> [Required task] Which lines in the listing below contain the word "sign"? List each of them in full, matching case exactly.

> [Records shown]
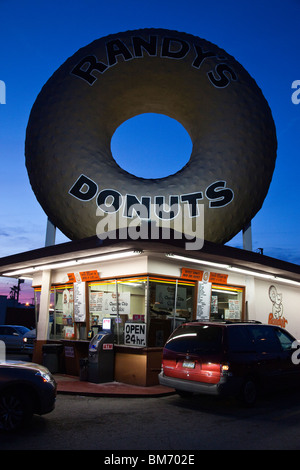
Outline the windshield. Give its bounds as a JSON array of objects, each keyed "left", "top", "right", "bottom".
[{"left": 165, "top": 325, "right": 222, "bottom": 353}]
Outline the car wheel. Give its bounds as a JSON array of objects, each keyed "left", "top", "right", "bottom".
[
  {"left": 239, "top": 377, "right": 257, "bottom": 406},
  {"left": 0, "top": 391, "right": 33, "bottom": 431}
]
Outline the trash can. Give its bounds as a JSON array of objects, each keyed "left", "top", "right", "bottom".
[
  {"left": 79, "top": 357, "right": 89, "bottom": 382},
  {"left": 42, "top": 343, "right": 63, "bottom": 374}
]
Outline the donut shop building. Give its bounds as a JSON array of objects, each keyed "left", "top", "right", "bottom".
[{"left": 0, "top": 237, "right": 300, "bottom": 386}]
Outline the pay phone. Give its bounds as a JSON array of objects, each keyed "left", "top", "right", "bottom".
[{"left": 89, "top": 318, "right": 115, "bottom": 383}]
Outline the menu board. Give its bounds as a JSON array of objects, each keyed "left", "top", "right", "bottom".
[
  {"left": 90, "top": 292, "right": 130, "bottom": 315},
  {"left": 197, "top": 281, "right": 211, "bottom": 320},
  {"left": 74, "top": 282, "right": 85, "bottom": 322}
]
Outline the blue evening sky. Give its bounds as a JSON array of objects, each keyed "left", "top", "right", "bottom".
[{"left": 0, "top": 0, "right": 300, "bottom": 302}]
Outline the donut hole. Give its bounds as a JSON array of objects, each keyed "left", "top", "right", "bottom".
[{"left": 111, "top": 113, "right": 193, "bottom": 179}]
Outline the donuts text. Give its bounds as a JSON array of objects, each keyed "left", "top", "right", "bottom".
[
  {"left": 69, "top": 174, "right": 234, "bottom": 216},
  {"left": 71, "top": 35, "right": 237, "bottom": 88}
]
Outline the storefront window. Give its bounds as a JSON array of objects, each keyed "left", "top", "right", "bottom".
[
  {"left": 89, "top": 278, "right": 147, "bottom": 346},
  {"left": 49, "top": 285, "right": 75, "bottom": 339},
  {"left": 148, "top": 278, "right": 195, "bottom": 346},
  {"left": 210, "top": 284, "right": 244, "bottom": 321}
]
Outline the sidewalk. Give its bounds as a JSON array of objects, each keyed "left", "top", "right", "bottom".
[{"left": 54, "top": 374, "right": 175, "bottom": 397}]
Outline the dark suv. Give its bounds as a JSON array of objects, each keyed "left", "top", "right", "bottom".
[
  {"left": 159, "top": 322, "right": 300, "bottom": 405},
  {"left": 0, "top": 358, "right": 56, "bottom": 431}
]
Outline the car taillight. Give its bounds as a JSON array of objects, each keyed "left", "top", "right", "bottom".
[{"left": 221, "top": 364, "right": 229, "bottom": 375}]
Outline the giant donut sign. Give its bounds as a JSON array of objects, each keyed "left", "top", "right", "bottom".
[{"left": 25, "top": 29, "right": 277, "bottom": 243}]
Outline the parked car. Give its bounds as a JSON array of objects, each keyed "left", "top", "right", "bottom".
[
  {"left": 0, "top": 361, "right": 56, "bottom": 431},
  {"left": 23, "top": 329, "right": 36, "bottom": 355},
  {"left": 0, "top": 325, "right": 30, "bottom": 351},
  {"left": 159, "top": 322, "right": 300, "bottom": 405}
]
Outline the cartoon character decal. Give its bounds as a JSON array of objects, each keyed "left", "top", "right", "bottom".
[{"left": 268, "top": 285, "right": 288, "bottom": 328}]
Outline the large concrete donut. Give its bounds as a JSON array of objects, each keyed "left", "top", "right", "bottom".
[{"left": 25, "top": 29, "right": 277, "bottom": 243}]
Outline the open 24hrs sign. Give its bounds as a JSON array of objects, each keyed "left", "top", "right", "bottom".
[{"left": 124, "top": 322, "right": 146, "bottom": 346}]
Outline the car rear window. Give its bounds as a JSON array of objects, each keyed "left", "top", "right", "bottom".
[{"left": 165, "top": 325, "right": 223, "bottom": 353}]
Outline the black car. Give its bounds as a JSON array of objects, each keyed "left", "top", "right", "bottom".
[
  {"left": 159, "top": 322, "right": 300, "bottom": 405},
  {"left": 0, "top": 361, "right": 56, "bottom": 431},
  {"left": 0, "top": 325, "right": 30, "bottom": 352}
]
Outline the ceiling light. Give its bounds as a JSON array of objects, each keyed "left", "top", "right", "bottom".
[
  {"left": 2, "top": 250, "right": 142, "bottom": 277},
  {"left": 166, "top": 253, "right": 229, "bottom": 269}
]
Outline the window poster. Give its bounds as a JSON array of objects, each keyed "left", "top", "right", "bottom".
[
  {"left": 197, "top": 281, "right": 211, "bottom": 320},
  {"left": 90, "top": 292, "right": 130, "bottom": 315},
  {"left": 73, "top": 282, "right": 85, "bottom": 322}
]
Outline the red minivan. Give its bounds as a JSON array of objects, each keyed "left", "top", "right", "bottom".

---

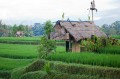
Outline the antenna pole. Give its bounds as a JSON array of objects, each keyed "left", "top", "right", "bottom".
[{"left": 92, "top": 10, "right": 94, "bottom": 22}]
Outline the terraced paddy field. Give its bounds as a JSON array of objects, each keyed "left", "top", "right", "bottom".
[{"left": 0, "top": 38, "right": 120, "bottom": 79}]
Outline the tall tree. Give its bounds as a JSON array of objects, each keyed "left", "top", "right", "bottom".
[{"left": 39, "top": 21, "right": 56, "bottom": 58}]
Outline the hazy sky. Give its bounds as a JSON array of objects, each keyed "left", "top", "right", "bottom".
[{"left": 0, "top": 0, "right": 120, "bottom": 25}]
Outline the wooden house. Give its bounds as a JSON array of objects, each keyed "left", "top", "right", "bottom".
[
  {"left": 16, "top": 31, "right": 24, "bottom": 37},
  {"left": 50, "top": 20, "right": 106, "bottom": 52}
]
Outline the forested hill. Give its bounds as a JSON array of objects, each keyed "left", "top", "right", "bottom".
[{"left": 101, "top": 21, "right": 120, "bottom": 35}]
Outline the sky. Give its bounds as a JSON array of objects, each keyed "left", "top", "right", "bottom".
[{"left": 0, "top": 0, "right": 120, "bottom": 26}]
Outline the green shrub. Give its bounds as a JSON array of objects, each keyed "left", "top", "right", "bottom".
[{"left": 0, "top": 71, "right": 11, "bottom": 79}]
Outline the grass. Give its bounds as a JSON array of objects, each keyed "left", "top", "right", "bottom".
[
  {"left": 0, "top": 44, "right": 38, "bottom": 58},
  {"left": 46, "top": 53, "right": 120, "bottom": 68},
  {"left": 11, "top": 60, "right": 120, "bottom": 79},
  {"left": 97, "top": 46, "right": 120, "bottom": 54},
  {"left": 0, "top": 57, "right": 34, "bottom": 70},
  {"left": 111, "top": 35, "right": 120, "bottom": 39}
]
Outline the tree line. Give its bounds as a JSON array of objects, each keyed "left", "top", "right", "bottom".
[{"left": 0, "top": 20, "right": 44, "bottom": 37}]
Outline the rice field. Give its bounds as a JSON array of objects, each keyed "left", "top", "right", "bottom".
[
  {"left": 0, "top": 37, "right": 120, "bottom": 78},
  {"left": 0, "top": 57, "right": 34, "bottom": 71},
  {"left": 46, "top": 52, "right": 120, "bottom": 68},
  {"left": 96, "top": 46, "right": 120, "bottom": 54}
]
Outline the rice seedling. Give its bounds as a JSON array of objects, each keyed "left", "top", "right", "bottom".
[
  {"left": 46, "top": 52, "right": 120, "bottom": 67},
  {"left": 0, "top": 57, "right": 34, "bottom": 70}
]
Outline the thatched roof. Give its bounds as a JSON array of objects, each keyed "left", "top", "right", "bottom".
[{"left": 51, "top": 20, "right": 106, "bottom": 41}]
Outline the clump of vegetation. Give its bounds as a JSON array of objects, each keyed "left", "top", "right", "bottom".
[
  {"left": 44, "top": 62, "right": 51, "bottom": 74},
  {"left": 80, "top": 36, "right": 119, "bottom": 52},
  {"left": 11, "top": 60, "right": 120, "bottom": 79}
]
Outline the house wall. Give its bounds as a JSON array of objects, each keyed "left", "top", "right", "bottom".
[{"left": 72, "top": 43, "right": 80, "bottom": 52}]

> [Answer to the exercise]
Outline the giant donut sign. Give its bounds as a JSON array of objects, each keyed "left", "top", "right", "bottom".
Outline the open 24hrs sign. Give its bounds as a JSON array of objects, each keyed "left", "top", "right", "bottom".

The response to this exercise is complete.